WHAT YOU HAVE TO DO
Set down, exactly as written, the lines from the line holding "Where can you spot the red brick" to the end of the data, inclusive, skipping any pictures.

(Records from a data source)
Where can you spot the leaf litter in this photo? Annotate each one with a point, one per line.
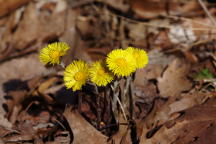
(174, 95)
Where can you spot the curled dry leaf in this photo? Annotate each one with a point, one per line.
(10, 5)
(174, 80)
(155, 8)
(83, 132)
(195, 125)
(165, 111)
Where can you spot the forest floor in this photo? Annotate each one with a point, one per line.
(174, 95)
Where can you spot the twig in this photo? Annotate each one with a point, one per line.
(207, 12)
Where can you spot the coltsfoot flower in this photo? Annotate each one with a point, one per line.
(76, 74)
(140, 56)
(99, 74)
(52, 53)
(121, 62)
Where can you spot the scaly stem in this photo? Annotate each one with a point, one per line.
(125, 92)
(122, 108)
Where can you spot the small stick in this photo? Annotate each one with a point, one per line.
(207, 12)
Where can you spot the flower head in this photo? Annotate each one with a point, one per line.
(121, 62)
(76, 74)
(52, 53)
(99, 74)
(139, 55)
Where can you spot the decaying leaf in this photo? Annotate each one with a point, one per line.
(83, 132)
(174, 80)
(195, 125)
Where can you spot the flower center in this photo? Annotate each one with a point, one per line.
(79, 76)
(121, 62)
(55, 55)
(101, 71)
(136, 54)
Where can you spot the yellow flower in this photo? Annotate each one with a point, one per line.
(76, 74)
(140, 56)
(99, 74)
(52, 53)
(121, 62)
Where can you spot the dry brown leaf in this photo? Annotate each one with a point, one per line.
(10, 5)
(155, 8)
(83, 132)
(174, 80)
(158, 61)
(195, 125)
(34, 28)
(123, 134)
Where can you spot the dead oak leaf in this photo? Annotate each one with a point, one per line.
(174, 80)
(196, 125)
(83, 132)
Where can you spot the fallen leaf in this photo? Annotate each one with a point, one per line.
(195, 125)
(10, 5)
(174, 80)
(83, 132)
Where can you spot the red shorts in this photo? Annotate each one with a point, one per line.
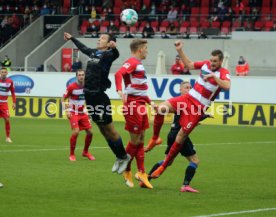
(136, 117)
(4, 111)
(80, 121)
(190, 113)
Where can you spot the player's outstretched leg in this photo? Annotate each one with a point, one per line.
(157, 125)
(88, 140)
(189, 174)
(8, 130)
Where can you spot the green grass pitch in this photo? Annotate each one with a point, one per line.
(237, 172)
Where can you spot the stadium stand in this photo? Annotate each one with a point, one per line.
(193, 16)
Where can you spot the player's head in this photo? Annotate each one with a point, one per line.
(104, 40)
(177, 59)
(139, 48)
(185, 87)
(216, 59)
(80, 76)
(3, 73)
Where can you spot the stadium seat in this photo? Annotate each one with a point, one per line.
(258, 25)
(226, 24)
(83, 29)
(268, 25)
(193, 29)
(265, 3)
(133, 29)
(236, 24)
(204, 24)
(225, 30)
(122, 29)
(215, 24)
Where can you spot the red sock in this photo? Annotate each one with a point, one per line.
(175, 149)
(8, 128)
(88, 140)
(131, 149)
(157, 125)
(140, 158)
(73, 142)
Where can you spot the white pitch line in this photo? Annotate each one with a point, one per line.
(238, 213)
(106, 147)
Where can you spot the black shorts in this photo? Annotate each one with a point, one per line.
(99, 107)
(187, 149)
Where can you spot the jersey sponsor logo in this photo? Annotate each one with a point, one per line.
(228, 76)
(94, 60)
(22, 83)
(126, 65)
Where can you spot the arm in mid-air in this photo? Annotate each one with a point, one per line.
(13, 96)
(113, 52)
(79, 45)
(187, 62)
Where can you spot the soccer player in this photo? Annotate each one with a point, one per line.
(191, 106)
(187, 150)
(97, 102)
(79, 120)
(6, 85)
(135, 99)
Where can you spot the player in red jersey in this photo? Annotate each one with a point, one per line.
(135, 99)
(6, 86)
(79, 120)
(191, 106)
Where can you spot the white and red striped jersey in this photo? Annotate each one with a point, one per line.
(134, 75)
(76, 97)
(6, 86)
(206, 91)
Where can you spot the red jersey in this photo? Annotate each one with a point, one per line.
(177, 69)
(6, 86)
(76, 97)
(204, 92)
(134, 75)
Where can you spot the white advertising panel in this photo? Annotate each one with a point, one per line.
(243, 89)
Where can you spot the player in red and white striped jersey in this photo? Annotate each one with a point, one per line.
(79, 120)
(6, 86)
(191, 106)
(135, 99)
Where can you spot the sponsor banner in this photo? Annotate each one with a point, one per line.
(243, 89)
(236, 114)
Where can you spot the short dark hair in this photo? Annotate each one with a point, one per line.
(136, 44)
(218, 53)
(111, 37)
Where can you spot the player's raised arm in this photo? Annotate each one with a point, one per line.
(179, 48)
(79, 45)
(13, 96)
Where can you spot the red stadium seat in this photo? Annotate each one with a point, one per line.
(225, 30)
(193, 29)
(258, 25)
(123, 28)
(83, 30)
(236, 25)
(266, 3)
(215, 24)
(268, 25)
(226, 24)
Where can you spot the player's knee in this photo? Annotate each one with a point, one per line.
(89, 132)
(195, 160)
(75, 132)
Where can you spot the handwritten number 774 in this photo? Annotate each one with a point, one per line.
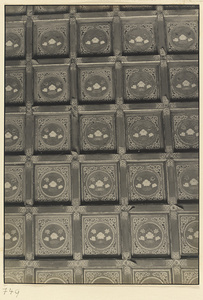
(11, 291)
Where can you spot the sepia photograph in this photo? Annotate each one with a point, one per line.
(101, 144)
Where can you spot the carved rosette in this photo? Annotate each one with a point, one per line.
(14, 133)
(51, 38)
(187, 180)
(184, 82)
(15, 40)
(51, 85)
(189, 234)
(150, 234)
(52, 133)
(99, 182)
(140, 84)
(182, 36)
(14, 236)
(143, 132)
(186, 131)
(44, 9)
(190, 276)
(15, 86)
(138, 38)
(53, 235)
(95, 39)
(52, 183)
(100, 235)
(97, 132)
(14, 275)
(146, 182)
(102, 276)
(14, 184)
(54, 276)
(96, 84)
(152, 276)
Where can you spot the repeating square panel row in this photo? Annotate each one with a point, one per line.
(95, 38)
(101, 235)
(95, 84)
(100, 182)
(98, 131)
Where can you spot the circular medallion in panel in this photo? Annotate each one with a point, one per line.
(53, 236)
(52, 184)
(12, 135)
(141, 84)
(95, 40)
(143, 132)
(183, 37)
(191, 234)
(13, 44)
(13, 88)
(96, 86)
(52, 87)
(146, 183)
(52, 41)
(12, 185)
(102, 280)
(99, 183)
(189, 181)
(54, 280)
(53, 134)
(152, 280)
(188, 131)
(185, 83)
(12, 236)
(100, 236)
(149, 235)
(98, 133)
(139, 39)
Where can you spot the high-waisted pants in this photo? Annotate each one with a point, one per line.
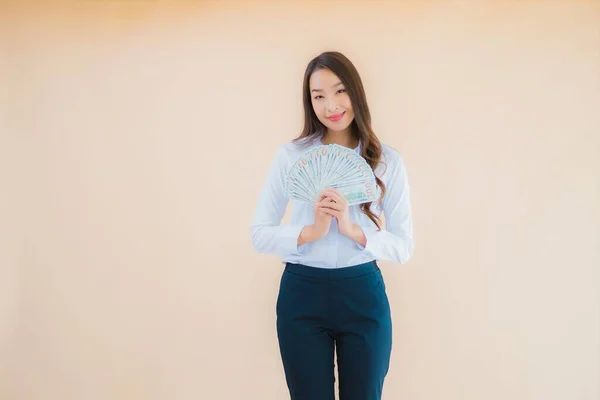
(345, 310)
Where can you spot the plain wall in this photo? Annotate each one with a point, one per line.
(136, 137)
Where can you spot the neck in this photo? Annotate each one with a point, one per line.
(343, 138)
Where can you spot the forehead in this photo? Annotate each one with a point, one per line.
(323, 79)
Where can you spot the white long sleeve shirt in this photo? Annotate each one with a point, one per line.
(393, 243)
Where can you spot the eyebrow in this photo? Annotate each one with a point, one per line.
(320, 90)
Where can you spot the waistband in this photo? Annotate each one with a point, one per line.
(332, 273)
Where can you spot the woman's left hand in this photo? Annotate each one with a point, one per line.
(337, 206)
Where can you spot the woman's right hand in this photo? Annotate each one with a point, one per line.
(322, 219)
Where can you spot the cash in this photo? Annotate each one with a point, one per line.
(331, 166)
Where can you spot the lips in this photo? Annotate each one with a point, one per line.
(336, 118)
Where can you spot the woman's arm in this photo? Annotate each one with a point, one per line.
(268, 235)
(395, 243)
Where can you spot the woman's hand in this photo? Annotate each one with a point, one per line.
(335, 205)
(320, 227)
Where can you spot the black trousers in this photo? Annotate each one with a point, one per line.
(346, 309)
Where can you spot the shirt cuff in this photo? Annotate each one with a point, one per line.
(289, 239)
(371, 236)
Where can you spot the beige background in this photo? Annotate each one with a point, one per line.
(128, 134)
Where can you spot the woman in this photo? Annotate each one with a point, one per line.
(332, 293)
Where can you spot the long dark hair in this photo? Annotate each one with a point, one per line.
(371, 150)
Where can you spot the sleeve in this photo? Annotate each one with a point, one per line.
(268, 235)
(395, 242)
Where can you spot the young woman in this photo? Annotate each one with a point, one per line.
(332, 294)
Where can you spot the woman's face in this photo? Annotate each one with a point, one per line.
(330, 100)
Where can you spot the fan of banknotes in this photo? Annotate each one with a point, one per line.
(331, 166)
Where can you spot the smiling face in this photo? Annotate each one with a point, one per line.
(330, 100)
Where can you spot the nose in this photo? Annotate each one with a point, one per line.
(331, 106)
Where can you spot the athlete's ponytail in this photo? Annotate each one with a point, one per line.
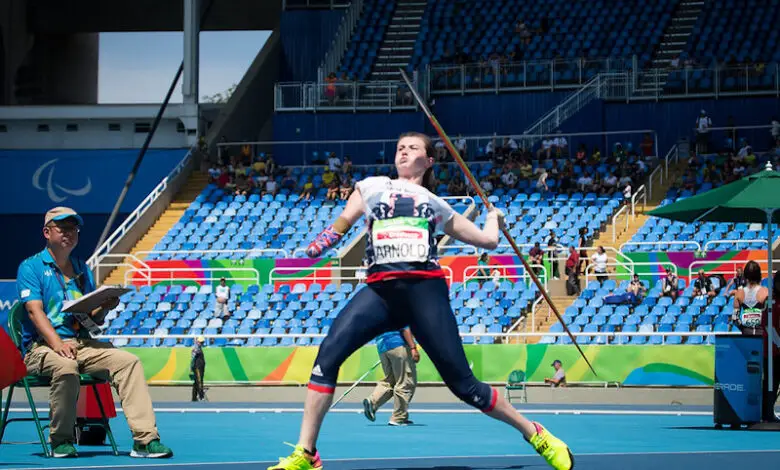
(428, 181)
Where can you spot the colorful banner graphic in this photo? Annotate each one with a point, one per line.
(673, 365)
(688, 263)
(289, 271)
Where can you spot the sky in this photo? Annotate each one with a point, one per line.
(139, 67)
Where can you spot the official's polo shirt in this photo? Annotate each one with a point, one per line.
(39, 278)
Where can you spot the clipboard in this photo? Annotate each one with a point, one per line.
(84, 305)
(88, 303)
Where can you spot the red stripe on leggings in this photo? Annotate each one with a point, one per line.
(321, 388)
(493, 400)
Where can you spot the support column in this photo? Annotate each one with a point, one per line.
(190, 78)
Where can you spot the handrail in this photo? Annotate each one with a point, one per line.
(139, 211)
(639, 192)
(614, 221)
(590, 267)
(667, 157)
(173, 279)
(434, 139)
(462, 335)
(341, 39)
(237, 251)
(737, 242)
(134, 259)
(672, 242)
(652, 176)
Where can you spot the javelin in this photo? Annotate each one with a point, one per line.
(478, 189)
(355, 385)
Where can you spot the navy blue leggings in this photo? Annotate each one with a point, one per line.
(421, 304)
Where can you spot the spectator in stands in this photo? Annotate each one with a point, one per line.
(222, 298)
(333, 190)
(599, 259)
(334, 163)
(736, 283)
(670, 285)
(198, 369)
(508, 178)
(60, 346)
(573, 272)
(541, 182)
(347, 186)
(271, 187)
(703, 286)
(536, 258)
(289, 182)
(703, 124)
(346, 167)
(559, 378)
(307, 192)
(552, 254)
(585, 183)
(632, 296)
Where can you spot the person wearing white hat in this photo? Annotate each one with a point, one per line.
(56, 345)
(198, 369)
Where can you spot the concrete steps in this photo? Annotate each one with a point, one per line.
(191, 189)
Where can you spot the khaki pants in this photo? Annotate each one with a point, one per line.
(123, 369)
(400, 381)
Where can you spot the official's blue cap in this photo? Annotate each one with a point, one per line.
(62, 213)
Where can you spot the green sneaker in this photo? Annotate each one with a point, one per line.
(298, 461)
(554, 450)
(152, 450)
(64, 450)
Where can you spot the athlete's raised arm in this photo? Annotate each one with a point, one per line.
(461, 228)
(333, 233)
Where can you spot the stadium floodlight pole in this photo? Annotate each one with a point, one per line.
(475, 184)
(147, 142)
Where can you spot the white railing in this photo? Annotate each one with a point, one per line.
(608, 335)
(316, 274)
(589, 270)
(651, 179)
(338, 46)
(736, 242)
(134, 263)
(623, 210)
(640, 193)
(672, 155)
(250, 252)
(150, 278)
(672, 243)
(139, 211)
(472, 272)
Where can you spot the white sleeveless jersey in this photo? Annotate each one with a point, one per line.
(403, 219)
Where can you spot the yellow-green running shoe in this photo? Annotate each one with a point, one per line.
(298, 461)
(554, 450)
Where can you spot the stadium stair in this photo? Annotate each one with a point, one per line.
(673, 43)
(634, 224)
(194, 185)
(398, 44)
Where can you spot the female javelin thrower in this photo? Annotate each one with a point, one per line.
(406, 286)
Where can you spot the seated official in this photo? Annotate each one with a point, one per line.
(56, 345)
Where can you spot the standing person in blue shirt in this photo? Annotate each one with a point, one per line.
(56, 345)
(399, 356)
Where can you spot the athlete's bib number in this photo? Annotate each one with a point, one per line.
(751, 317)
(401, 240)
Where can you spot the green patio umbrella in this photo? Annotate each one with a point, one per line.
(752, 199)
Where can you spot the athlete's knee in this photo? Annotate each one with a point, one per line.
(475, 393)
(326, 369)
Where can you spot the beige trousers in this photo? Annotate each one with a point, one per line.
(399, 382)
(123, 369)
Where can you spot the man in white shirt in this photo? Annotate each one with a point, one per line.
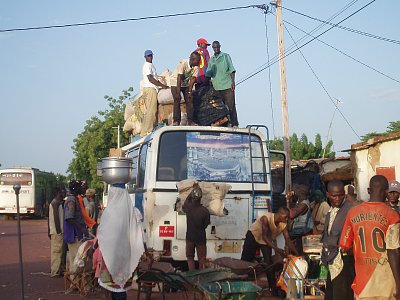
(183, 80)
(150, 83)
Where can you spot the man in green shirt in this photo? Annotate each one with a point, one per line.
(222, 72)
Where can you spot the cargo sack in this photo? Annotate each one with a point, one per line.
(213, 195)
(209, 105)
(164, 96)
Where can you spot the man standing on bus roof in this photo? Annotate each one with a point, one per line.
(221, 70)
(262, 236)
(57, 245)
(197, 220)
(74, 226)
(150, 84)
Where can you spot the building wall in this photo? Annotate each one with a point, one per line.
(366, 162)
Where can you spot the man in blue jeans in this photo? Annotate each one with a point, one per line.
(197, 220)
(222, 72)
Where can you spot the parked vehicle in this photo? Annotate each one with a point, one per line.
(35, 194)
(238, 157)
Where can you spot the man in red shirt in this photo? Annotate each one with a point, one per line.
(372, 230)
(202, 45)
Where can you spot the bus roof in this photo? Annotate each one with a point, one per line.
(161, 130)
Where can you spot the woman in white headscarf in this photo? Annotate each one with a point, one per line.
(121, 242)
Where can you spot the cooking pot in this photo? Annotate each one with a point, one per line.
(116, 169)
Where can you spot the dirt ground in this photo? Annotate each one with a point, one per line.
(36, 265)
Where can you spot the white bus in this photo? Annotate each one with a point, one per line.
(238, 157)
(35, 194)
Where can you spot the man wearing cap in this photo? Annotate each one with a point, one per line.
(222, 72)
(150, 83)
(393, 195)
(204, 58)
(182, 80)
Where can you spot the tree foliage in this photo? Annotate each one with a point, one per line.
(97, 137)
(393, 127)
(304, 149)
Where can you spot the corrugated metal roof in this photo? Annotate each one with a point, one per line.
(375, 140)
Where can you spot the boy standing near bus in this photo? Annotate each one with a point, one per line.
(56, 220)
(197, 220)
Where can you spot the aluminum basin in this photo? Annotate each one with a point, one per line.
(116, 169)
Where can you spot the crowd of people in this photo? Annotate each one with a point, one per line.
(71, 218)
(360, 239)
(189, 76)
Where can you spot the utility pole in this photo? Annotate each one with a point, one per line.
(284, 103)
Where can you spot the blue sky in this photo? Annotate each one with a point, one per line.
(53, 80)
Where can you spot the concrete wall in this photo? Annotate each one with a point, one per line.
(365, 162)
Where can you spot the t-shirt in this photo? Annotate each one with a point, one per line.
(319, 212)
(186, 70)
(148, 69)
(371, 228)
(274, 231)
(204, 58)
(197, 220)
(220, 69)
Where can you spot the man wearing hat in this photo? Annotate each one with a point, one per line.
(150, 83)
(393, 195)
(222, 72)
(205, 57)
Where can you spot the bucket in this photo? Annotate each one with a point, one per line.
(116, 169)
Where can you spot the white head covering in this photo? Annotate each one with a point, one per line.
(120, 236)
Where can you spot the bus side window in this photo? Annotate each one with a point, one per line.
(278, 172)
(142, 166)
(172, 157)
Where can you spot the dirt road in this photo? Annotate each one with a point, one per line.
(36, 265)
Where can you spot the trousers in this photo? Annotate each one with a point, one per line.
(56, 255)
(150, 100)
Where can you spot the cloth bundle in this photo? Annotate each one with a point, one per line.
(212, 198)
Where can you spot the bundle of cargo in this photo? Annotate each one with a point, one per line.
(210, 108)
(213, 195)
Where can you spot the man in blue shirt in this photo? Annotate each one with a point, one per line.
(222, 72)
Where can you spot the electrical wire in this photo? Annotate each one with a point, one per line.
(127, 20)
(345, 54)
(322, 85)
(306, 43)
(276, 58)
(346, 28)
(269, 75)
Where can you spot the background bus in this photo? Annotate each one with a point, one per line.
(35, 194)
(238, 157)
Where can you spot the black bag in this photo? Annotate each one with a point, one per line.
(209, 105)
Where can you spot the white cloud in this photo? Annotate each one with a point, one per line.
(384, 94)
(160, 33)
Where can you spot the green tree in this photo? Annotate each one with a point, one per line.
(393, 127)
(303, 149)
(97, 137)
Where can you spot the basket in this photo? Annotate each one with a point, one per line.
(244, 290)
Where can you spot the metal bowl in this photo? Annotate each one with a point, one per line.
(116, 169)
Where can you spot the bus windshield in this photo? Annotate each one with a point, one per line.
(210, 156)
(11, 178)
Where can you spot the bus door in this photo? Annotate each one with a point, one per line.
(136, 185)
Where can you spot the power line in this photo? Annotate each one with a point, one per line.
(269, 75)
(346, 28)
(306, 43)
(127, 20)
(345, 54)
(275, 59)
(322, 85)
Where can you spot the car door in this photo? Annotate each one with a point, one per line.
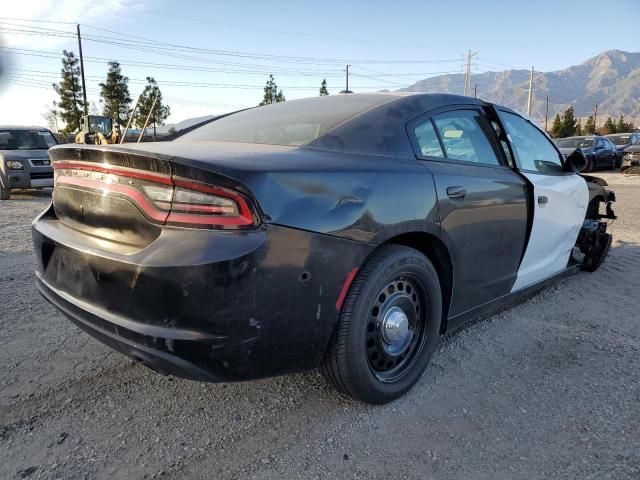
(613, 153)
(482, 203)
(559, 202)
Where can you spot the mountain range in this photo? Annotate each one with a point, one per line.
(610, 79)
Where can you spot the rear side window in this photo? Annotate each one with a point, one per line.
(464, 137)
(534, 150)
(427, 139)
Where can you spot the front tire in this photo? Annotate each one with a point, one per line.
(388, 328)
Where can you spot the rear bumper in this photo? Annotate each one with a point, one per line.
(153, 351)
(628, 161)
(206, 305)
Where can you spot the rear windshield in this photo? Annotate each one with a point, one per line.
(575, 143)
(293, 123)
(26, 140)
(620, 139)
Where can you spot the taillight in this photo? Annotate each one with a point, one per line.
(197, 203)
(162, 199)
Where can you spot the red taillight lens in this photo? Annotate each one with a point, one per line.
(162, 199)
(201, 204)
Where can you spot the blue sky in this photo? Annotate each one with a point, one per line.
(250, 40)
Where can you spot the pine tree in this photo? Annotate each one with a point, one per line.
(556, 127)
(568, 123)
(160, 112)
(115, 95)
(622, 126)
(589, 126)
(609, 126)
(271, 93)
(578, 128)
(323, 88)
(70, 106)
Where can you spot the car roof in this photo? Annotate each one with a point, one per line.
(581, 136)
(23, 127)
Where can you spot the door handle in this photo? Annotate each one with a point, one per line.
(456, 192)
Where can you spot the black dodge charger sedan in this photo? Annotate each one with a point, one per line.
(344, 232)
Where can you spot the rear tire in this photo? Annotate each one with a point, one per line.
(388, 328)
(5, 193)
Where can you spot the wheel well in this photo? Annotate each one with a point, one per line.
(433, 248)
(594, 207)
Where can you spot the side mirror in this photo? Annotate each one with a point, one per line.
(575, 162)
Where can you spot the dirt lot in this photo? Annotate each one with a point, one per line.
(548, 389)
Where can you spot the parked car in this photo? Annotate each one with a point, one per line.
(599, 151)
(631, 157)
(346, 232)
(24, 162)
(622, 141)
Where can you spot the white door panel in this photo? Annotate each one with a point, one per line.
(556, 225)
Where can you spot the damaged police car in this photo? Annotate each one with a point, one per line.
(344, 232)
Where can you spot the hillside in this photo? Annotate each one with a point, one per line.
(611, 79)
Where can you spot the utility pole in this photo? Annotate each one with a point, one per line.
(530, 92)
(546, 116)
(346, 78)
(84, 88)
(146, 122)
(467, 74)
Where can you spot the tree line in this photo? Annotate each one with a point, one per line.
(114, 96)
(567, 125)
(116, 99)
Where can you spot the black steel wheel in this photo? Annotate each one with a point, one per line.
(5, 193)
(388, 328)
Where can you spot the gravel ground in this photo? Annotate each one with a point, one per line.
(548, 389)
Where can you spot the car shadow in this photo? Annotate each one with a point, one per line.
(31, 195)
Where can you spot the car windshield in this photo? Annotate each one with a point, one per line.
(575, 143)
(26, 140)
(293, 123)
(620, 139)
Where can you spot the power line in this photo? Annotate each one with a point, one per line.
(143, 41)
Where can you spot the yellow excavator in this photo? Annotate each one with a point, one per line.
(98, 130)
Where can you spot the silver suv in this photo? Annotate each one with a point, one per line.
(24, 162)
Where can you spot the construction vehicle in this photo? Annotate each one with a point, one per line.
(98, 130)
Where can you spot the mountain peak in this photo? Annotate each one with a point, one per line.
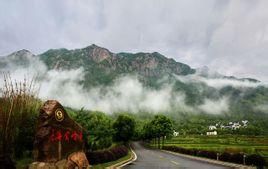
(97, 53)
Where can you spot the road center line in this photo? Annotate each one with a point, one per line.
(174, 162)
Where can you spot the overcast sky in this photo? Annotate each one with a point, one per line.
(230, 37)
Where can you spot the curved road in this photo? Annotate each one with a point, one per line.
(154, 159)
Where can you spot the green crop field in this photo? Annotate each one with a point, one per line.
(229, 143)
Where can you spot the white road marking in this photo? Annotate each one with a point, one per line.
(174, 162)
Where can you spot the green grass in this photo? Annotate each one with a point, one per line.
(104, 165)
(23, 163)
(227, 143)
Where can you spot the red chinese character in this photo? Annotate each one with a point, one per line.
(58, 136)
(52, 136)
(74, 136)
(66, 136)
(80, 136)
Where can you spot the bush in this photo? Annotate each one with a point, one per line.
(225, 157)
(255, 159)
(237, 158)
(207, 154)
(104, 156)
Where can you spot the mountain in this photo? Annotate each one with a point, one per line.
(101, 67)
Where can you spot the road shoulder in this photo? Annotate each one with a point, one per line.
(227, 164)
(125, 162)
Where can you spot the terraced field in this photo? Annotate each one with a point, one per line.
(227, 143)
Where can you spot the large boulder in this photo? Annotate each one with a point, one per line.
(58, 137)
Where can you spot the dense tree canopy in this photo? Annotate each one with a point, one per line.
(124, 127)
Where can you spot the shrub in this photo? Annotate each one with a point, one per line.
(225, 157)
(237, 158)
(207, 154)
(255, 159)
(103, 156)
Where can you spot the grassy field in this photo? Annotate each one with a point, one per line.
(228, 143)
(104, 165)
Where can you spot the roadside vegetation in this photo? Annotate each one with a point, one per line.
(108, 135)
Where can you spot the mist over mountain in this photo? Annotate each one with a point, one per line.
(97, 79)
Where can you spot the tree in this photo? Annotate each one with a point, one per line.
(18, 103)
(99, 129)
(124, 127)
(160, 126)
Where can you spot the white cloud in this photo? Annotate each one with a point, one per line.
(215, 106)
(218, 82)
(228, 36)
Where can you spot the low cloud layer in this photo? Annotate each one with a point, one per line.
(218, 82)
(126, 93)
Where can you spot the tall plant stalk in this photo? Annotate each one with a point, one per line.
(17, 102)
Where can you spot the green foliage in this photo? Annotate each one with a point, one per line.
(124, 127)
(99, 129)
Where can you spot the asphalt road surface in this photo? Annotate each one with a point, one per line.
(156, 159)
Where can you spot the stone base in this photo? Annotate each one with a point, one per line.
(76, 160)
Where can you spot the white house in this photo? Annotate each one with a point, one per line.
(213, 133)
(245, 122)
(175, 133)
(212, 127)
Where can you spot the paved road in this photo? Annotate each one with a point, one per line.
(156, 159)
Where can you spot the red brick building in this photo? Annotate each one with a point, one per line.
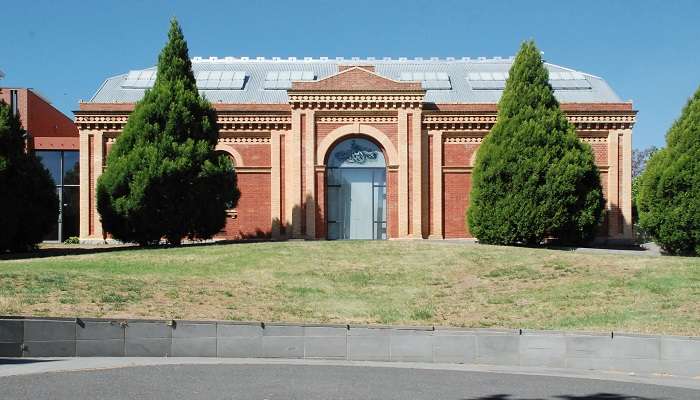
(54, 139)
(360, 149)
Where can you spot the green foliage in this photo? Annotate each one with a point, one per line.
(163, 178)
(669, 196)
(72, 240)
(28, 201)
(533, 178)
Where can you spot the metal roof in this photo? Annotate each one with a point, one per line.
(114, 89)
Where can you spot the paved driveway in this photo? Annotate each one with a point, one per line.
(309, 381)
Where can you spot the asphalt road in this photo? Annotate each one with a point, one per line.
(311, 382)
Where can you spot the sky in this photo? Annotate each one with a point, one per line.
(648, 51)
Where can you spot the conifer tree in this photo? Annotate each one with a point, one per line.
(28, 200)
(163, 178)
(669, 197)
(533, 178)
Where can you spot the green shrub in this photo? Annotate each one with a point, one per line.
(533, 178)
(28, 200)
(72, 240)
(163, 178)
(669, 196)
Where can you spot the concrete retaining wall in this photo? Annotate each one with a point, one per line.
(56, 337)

CORRECT RESULT
Where can you spot the red brick building in this photo? Annotate each one with a point, one per line.
(54, 139)
(360, 149)
Where can you spot the green foliage in this photo? Annotate each one with a point, one per line.
(163, 178)
(669, 196)
(72, 240)
(28, 201)
(533, 178)
Where can you spot the metal roof in this photo? Annotate each one with a point, one per line.
(114, 89)
Where can you spot the paved driveway in this photo? Annotate each one with a point, one per line.
(309, 381)
Where can you spot the asphalt road in this photo? Annotate each one with a point, one per line.
(311, 382)
Where can you spot the sky in this photo? Annotate each one with a point, one per line.
(648, 51)
Where can you spot the conifer tree in this photo? Annotate each one with a point, one per line.
(28, 200)
(163, 178)
(669, 197)
(533, 178)
Where can you spot the green shrub in this photo? Annotate each one with a point, one per line.
(533, 178)
(28, 200)
(72, 240)
(163, 178)
(669, 196)
Where can you spot the concrete retaining wall in this photo? Annotate each one with a point, one per line.
(56, 337)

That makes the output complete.